## Exercise set
a) Reproduce the passage on compound 1 and cancer cell motility word for word, starting at "To determine whether" and ending at "Slug, and Twist.".
b) Extend the passage on compound 1 and cancer cell motility with new text that follows on from its last sentence.

++++ Provided passage ++++

To determine whether the suppression of A549, AGS, and Caco-2 cell motility and tumorigenicity in the presence of 1 involves the epithelial–mesenchymal transition (EMT), the expression of EMT effectors and transcription factors were examined. As shown in Figure 7a, 1 decreased mRNA expression of the mesenchymal marker N-cadherin but increased that of the epithelial marker E-cadherin in all three cell types. Further, 1 significantly decreased the mRNA expression of the EMT transcription factors, Snail, Slug, and Twist, in all three cell types, as shown in Figure 7b. In summary, these results indicate that 1 modulates the expression of the EMT effector N-cadherin by downregulating the transcription factors Snail, Slug, and Twist.

To examine whether the suppression of A549, AGS, and Caco-2 cell motility and tumorigenicity in the presence of 1 involves KITENIN and AP-1, the protein and mRNA expression levels of KITENIN and AP-1, including their activities, were examined. Epidermal growth factor increases KITENIN-mediated AP-1 activity, and there is an inverse relationship between KAI and KITENIN [26]. As shown in Figure 8a, at a concentration of 5 μM, 1 suppressed AP-1 activity. Figure 8b,c show that 1 suppressed the activity of the KITENIN 3′-UTR, while the KITENIN promoter did not show significant change. Figure 8d,e indicates that the protein level of KITENIN decreased in A549, AGS, and Caco-2 during treatment. The mRNA expression level of KITENIN was also suppressed in A549, AGS, and Caco-2, whereas the mRNA level of KAI1 was increased by 1 (Figure 8f). As a result, 1 decreased cell motility by downregulating the expression level of KITENIN while upregulating that of KAI1.

++++ Provided data ++++

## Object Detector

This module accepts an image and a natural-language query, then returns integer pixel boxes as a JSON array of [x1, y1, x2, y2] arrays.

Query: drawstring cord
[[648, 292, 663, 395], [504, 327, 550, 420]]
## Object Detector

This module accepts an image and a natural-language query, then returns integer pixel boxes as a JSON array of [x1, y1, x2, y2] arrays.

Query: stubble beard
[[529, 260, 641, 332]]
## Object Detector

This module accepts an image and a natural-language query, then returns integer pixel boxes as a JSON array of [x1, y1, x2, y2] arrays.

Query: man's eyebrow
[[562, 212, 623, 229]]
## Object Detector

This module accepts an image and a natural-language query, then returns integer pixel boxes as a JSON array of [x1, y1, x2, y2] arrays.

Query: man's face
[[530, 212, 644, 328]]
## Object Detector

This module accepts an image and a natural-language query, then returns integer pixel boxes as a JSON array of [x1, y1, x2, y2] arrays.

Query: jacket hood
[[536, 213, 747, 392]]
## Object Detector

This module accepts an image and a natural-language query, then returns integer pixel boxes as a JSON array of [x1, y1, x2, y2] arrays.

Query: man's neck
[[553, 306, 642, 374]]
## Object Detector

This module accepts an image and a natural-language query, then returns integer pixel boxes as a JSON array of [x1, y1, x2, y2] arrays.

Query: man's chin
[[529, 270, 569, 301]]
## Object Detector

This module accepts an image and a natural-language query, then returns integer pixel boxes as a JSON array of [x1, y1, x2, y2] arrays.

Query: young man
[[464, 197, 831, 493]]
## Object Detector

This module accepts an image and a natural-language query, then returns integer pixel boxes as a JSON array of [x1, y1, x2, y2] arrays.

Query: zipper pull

++++

## Answers by item
a)
To determine whether the suppression of A549, AGS, and Caco-2 cell motility and tumorigenicity in the presence of 1 involves the epithelial–mesenchymal transition (EMT), the expression of EMT effectors and transcription factors were examined. As shown in Figure 7a, 1 decreased mRNA expression of the mesenchymal marker N-cadherin but increased that of the epithelial marker E-cadherin in all three cell types. Further, 1 significantly decreased the mRNA expression of the EMT transcription factors, Snail, Slug, and Twist, in all three cell types, as shown in Figure 7b. In summary, these results indicate that 1 modulates the expression of the EMT effector N-cadherin by downregulating the transcription factors Snail, Slug, and Twist.

b)
We performed TOPFLASH reporter assays to assess whether treatment with 1 modulates β-catenin-mediated and/or KITENIN-mediated signaling activity. Treatment with 5 µM of 1 significantly decreased β-catenin-mediated TOPFLASH activity on HEK293T by 30% (Figure 9a). In addition, Figure 9b–d indicates that treatment with 1 decreased mRNA expression and the protein level of β-catenin on AGS and Caco-2 cells; however, treatment with 1 did not significantly affect the mRNA expression and protein level of β-catenin in A549 cells.

The protein level of total, cytoplasmic, and nuclear β-catenin was examined to test whether 1 affected the nuclear/cytoplasmic distribution of β-catenin in A549 cells. As shown in Figure 10a,b, treatment with 5 µM of 1 did not affect the level of total β-catenin, whereas it decreased the β-catenin nuclear to cytoplasmic ratio remarkably in A549 cells compared to DMSO. To further test the effect of 1 on the levels of downstream target genes of β-catenin, qRT-PCR analysis was performed. As shown in Figure 10c, treatment with 5 µM of 1 suppressed the mRNA expression of cyclin-D1 in A549 and CD44 in Caco-2, while treatment with 5 µM of 1 suppressed the mRNA expression of c-Myc and CD44 in AGS cells for 24 h. Moreover, the β-catenin downstream target genes, including c-Myc, CD44, and cyclin-D1, were suppressed in AGS cells during treatment with 5 µM of 1 for 48 h (Figure 10d). Treatment with 5 µM of 1 suppressed the mRNA expression of cyclin-D1 and CD44 in A549, while 5 µM of 1 suppressed the mRNA expression of CD44 in Caco-2 cells for 48 h (Figure 10d). These results show that 1 decreased β-catenin-mediated TOPFLASH activity and its downstream targets in three cancer cells.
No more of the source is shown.